> _Assigned task_: For the data that follows, print the line with "negative clicks: (99, 134) (106, 132)", the line with "positive clicks: (290, 0)", and all lines between them, exactly as they stand. Omit pictures and add nothing.
◆ ◆ ◆ ◆ ◆ ◆ ◆
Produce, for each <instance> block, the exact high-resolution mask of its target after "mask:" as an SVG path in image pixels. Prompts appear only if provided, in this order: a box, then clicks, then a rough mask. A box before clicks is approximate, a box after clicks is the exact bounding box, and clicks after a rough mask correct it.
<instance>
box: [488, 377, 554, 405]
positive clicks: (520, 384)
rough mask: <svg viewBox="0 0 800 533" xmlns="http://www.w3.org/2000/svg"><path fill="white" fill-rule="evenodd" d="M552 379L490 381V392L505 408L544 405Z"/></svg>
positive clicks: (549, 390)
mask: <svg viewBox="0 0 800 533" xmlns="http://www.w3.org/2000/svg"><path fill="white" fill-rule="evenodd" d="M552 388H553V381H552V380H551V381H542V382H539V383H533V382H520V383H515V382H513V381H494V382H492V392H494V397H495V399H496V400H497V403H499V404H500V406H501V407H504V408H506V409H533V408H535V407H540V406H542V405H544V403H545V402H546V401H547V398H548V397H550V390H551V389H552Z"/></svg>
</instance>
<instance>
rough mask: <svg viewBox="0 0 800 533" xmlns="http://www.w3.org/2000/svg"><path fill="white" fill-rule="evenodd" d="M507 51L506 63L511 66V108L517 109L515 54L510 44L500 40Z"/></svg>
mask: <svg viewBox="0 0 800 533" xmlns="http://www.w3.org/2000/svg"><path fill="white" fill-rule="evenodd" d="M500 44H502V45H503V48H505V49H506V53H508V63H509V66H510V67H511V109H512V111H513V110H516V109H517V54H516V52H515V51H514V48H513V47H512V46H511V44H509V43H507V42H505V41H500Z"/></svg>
◆ ◆ ◆ ◆ ◆ ◆ ◆
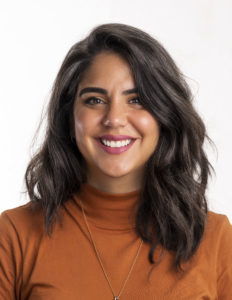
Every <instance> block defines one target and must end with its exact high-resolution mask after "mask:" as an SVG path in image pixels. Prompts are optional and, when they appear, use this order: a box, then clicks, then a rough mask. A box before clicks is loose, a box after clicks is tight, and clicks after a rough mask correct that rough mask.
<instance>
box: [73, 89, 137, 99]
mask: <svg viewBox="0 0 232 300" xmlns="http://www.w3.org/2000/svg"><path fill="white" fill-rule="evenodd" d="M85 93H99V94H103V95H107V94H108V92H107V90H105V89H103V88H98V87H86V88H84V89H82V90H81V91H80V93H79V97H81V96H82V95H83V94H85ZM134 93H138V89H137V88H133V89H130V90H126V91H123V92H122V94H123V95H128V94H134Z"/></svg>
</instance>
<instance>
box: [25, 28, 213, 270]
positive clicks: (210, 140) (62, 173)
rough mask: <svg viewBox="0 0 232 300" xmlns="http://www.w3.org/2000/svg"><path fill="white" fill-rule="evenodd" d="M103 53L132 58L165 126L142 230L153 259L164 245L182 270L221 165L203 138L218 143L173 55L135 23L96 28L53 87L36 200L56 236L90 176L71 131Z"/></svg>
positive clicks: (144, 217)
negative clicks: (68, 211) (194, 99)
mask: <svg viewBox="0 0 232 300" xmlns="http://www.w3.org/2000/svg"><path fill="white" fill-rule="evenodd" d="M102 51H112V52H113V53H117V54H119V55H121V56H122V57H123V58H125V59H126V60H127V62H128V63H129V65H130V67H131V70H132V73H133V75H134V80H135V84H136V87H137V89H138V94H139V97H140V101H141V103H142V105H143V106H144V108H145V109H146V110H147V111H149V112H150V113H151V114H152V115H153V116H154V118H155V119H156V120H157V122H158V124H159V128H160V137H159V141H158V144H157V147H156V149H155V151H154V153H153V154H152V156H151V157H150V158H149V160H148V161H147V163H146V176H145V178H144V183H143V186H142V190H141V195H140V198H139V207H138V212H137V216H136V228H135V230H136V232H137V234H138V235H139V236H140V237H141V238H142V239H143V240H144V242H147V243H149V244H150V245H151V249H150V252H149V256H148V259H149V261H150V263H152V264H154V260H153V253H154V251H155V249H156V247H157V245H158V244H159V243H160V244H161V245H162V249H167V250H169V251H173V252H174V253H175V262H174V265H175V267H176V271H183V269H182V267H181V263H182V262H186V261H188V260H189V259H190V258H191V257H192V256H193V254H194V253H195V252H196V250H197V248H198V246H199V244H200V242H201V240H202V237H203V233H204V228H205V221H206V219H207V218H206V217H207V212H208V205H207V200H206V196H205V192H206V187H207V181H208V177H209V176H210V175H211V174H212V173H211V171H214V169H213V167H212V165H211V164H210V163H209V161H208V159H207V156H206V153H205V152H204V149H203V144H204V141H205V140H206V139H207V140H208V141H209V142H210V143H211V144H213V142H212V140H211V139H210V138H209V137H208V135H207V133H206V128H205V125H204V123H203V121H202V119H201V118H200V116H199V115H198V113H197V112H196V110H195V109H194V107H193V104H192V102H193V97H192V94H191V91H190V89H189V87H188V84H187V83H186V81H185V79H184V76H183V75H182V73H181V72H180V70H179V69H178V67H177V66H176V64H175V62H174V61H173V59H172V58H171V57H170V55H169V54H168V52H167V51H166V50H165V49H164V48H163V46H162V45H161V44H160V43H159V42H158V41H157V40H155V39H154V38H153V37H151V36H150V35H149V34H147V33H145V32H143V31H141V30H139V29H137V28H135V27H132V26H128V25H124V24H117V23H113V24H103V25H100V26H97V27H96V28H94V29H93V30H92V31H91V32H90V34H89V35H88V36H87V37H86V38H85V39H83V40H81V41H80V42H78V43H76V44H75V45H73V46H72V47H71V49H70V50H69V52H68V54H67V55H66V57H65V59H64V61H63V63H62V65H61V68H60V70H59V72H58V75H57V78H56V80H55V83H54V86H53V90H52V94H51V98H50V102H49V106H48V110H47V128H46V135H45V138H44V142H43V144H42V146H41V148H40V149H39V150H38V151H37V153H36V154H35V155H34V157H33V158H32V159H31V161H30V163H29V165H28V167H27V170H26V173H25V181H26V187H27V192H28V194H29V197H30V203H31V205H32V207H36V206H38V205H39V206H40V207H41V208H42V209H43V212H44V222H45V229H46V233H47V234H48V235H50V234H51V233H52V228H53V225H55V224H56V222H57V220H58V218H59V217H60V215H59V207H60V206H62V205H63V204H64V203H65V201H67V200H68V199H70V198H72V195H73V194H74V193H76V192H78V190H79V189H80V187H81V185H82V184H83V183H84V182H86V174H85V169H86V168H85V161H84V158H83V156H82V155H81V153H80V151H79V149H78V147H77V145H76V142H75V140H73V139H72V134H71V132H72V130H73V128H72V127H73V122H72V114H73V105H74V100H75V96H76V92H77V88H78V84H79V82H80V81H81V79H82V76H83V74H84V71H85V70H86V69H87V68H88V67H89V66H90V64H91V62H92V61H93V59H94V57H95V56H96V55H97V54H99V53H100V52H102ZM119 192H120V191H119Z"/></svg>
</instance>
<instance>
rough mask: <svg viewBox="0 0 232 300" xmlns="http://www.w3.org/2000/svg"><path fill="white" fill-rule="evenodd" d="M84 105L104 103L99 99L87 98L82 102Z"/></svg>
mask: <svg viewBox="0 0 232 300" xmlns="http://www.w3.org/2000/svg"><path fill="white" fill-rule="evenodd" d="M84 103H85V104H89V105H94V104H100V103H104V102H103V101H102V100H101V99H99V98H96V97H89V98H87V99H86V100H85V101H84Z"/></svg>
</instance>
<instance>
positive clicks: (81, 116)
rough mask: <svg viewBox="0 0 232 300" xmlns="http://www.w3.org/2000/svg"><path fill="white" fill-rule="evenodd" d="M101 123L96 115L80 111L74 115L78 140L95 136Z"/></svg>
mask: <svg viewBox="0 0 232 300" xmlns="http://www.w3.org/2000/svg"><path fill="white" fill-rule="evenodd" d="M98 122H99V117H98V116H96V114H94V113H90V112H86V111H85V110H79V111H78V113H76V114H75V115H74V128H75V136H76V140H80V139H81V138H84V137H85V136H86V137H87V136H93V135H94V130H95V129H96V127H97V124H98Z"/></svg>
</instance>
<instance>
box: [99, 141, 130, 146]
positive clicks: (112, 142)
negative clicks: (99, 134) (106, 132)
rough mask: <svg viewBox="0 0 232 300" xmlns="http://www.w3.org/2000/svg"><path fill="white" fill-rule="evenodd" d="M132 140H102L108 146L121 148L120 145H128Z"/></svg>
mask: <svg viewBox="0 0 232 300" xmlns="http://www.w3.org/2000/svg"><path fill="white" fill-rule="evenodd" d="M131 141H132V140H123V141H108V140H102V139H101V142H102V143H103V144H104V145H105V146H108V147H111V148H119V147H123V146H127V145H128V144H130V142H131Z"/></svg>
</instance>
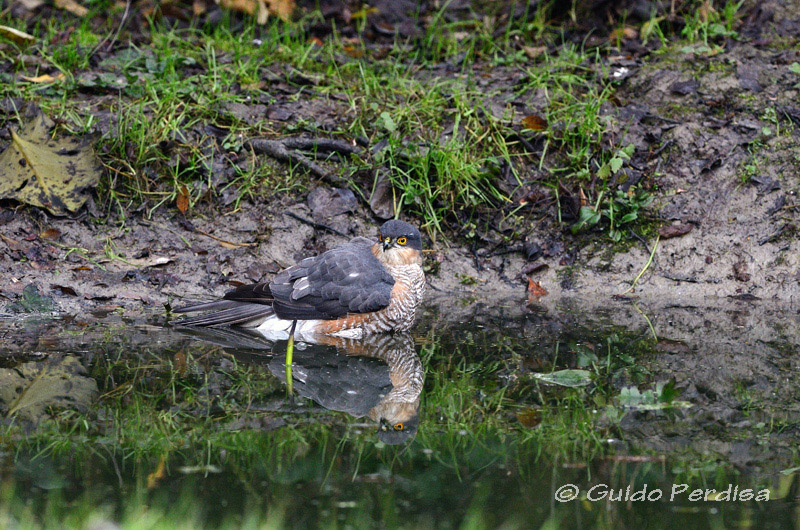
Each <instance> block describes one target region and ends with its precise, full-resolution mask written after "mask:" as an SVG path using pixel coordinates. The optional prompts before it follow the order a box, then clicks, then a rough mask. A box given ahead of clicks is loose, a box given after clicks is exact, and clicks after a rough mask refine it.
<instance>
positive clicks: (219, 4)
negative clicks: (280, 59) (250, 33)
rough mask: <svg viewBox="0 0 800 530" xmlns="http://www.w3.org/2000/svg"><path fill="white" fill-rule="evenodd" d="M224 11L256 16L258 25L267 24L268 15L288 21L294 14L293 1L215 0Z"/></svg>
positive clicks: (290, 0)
◆ ◆ ◆ ◆ ◆ ◆ ◆
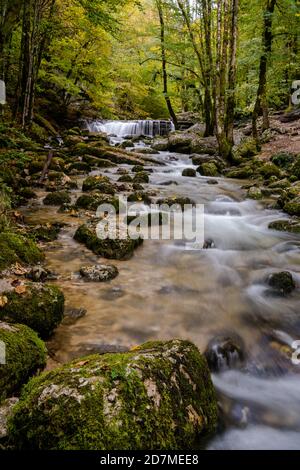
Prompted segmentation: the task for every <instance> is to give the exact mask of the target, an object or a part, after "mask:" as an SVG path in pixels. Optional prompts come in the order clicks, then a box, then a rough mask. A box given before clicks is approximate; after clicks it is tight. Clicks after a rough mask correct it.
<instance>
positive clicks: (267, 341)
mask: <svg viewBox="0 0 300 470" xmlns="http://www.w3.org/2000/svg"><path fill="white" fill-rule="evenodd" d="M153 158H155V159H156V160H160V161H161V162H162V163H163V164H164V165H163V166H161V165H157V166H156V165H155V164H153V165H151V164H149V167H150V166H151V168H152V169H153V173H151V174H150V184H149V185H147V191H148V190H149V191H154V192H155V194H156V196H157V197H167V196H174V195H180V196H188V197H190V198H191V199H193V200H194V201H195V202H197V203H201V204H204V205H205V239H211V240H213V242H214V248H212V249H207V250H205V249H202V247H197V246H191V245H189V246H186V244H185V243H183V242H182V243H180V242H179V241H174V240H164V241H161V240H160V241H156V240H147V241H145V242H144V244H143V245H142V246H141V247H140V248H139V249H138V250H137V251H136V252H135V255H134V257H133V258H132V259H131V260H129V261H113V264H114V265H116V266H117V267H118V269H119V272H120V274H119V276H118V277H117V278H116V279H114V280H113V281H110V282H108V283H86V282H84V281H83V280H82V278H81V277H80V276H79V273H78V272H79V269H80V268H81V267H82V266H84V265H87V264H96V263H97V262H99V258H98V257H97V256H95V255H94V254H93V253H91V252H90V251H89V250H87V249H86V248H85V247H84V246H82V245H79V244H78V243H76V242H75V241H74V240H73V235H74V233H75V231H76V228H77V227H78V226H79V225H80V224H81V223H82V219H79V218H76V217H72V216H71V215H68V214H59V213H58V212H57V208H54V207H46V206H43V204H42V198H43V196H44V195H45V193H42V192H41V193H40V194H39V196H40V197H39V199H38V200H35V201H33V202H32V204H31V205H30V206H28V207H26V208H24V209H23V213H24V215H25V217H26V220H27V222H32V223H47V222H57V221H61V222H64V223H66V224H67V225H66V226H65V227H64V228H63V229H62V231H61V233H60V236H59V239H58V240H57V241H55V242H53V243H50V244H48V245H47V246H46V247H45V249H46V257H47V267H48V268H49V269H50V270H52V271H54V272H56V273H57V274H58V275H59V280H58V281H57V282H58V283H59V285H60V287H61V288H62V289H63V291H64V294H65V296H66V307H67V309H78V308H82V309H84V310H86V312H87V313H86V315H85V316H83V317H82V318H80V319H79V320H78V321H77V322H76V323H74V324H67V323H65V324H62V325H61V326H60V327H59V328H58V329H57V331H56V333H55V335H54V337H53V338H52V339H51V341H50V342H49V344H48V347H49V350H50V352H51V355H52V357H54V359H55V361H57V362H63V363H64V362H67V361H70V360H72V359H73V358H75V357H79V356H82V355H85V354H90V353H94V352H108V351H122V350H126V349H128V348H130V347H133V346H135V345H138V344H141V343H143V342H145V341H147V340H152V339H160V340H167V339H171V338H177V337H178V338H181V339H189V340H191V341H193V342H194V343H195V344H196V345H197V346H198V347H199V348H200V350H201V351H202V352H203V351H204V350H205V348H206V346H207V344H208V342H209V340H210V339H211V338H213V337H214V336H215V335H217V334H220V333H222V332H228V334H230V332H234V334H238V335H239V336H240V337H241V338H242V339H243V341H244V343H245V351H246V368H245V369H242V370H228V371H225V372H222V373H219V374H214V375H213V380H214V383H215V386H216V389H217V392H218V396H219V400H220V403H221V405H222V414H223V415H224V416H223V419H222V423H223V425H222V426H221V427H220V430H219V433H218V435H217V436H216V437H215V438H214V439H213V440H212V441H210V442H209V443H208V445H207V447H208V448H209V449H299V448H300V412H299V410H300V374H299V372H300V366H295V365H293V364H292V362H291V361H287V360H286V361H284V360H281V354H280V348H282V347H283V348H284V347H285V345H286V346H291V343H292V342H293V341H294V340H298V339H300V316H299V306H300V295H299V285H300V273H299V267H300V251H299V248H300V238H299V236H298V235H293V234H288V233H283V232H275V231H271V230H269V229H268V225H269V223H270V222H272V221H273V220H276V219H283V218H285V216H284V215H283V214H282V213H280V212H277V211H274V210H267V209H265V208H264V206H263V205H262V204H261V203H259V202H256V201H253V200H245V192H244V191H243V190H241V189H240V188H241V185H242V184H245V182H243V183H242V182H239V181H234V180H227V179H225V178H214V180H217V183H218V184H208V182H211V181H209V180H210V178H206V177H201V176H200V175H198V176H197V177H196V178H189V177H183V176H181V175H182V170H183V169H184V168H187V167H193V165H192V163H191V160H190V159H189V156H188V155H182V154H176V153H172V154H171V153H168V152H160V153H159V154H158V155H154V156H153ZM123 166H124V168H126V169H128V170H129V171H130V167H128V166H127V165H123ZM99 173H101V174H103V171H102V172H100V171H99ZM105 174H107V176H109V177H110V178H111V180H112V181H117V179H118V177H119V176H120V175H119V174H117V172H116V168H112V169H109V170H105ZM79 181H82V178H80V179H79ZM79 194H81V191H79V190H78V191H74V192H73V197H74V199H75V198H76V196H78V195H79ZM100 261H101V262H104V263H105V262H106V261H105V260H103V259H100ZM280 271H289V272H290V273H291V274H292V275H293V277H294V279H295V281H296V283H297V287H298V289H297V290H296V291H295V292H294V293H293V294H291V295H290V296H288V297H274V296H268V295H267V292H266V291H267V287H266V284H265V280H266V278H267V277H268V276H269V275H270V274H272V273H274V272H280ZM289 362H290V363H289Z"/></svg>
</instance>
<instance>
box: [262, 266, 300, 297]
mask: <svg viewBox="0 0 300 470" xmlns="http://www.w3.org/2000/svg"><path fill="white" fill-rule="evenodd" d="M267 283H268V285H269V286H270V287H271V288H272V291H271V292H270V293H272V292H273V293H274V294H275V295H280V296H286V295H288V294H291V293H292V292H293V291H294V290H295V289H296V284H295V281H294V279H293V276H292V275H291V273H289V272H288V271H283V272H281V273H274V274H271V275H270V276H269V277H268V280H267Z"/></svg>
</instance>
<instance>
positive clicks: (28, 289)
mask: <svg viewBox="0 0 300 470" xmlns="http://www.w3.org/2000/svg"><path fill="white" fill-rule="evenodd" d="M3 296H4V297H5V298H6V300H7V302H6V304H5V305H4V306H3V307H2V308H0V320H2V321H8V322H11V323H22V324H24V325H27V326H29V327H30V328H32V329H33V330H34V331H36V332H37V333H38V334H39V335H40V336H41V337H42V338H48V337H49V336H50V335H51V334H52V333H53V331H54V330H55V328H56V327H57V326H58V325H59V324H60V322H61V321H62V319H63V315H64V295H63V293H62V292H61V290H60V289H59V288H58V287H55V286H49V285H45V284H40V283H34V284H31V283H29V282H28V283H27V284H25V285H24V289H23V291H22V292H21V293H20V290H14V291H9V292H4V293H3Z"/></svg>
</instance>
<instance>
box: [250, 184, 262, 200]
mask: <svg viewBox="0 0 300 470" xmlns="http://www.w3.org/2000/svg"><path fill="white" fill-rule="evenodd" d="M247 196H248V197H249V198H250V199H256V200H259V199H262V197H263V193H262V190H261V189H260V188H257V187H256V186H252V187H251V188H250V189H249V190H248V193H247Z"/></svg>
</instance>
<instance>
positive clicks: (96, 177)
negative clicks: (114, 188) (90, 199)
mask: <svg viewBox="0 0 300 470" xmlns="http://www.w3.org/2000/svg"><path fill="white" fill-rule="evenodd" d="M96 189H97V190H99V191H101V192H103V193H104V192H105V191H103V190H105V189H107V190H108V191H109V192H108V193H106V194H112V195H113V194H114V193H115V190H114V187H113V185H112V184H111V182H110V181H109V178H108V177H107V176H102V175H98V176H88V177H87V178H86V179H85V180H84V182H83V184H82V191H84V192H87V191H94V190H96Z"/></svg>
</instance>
◆ ◆ ◆ ◆ ◆ ◆ ◆
> _Written reply_:
negative clicks: (99, 134) (106, 132)
rough mask: <svg viewBox="0 0 232 300" xmlns="http://www.w3.org/2000/svg"><path fill="white" fill-rule="evenodd" d="M132 140H102L108 146L121 148L120 145H128Z"/></svg>
mask: <svg viewBox="0 0 232 300" xmlns="http://www.w3.org/2000/svg"><path fill="white" fill-rule="evenodd" d="M131 141H132V140H123V141H108V140H102V139H101V142H102V143H103V144H104V145H105V146H108V147H111V148H119V147H123V146H127V145H128V144H130V142H131Z"/></svg>
</instance>
Each <instance> block describes one target region and ends with its precise, full-resolution mask written after "mask:" as an SVG path using pixel coordinates. The optional prompts before it follow the order a box, then clicks, then a rough mask. A box given ahead of clicks is loose, a box given after clicks is exact, and clicks after a rough mask refine it.
<instance>
positive clicks: (219, 4)
negative clicks: (280, 59) (250, 33)
rough mask: <svg viewBox="0 0 800 530" xmlns="http://www.w3.org/2000/svg"><path fill="white" fill-rule="evenodd" d="M224 11L256 16L258 25L267 24L268 15L288 21L294 14L293 1L215 0Z"/></svg>
positive clicks: (290, 0)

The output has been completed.